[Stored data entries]
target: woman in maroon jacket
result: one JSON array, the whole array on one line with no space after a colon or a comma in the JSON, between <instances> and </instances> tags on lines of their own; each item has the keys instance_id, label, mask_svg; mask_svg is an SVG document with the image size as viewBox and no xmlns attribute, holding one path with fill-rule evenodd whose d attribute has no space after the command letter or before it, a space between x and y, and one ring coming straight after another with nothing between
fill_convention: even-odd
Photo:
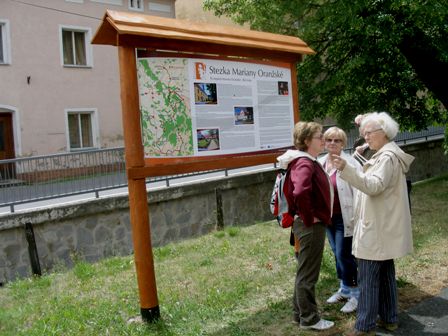
<instances>
[{"instance_id":1,"label":"woman in maroon jacket","mask_svg":"<svg viewBox=\"0 0 448 336\"><path fill-rule=\"evenodd\" d=\"M294 287L294 320L304 329L325 330L334 322L320 317L315 286L325 245L326 226L331 223L332 186L327 173L316 160L324 149L322 126L315 122L299 122L294 127L297 151L288 151L290 158L288 194L290 208L299 216L293 231L300 243L298 269ZM282 158L279 158L279 161Z\"/></svg>"}]
</instances>

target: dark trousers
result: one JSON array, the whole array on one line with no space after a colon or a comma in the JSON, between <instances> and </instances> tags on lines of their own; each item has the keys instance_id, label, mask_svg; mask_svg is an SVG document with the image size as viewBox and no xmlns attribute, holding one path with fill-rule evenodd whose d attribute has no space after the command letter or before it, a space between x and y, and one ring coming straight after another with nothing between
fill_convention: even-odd
<instances>
[{"instance_id":1,"label":"dark trousers","mask_svg":"<svg viewBox=\"0 0 448 336\"><path fill-rule=\"evenodd\" d=\"M300 245L293 297L294 319L301 325L310 326L320 320L315 287L324 251L325 225L315 223L306 227L300 219L296 219L293 231Z\"/></svg>"},{"instance_id":2,"label":"dark trousers","mask_svg":"<svg viewBox=\"0 0 448 336\"><path fill-rule=\"evenodd\" d=\"M331 226L327 228L328 242L336 259L338 279L347 287L358 285L357 264L352 255L352 237L344 237L344 221L342 215L331 218Z\"/></svg>"},{"instance_id":3,"label":"dark trousers","mask_svg":"<svg viewBox=\"0 0 448 336\"><path fill-rule=\"evenodd\" d=\"M360 331L375 329L378 315L386 323L396 323L397 282L393 259L358 259L358 281L361 293L355 328Z\"/></svg>"}]
</instances>

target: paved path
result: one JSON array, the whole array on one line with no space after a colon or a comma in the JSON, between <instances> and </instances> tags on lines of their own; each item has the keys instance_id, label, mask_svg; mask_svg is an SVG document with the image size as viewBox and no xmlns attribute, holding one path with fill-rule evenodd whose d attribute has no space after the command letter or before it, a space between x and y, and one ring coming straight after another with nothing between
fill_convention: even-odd
<instances>
[{"instance_id":1,"label":"paved path","mask_svg":"<svg viewBox=\"0 0 448 336\"><path fill-rule=\"evenodd\" d=\"M400 327L393 333L377 329L381 336L448 335L448 288L436 297L426 299L399 315Z\"/></svg>"}]
</instances>

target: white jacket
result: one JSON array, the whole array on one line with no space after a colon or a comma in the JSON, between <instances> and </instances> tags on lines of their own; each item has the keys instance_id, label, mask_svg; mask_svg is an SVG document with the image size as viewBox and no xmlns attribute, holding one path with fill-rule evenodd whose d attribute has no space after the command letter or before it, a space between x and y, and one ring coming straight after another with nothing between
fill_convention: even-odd
<instances>
[{"instance_id":1,"label":"white jacket","mask_svg":"<svg viewBox=\"0 0 448 336\"><path fill-rule=\"evenodd\" d=\"M344 151L341 152L341 157L347 161L350 165L355 167L357 170L361 171L362 167L358 161L356 161L352 156L348 155ZM325 166L328 154L319 158L319 162L322 166ZM330 172L330 175L333 172ZM353 208L356 188L351 186L349 183L341 179L340 172L336 172L336 185L338 189L339 204L341 205L342 220L344 221L344 237L353 236L353 228L355 226L353 220Z\"/></svg>"},{"instance_id":2,"label":"white jacket","mask_svg":"<svg viewBox=\"0 0 448 336\"><path fill-rule=\"evenodd\" d=\"M414 160L395 142L384 145L359 172L347 164L341 178L356 187L352 253L388 260L413 251L405 173Z\"/></svg>"}]
</instances>

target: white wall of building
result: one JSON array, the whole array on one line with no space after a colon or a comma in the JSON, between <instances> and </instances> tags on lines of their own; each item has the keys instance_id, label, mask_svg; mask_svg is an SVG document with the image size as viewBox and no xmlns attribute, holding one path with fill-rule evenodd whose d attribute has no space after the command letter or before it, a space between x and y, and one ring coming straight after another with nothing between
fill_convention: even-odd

- **Task statement**
Each line above that contains the string "target" should be copied.

- **Written answer**
target: woman in maroon jacket
target: dark trousers
target: paved path
target: white jacket
target: white wall of building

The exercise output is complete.